Texto extraído:
O encontro reuniu importantes especialistas em um debate, mediado por Rubens Vidigal, sócio da VIDIGAL Neto Advogados, sobre a evolução do mercado de FIDC com importantes mudanças do ponto de vista regulatório.
O presidente da ANFIDC reforçou que a entidade tem procurado acompanhar toda evolução do mercado. “Estamos atentos a todos os movimentos. Também temos participado ativamente junto à CVM [Comissão de Valores Mobiliários] em audiências apresentando ideias e sugestões às normas que estão para serem lançadas”, disse.
Enrico Bentivegna, da Pinheiro Neto Advogados, avalia que o mercado não está se aperfeiçoando, mas evoluindo, com a perspectiva de um novo arcabouço para diversas operações. “Um dos pontos interessantes para o investidor é que os FIDCs poderão acessar o público em geral. Isso faz parte de um processo de amadurecimento do mercado e se for implementado será um golaço”, disse.

[Descrições de regiões em linguagem natural]
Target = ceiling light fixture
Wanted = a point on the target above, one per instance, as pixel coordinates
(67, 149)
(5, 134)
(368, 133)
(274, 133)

Tarefas do exercício:
• a. Devolva, sem alterações, o trecho do texto sobre o mercado de FIDC que começa em "O encontro reuniu" e segue até "de vista regulatório.".
• b. Retome o texto sobre o mercado de FIDC a partir do ponto em que ele termina.

Respostas por tarefa:
• a.
O encontro reuniu importantes especialistas em um debate, mediado por Rubens Vidigal, sócio da VIDIGAL Neto Advogados, sobre a evolução do mercado de FIDC com importantes mudanças do ponto de vista regulatório.

• b.
Bruno Gomes, Superintendente de Supervisão de Securitização da Comissão de Valores Mobiliários (CVM), adiantou questões que estão em análise no órgão, que pretende entre outros pontos tratar de instrumentos de securitização como um todo na regra geral de fundos, com limites de aplicação. “Em relação à norma de FIDC, a proposta é mesmo abrir para o varejo, podemos refinar um requisito ou outro do que foi apresentado em audiência, em exigência de retenção substancial de riscos se fizer ou não sentido”, completou.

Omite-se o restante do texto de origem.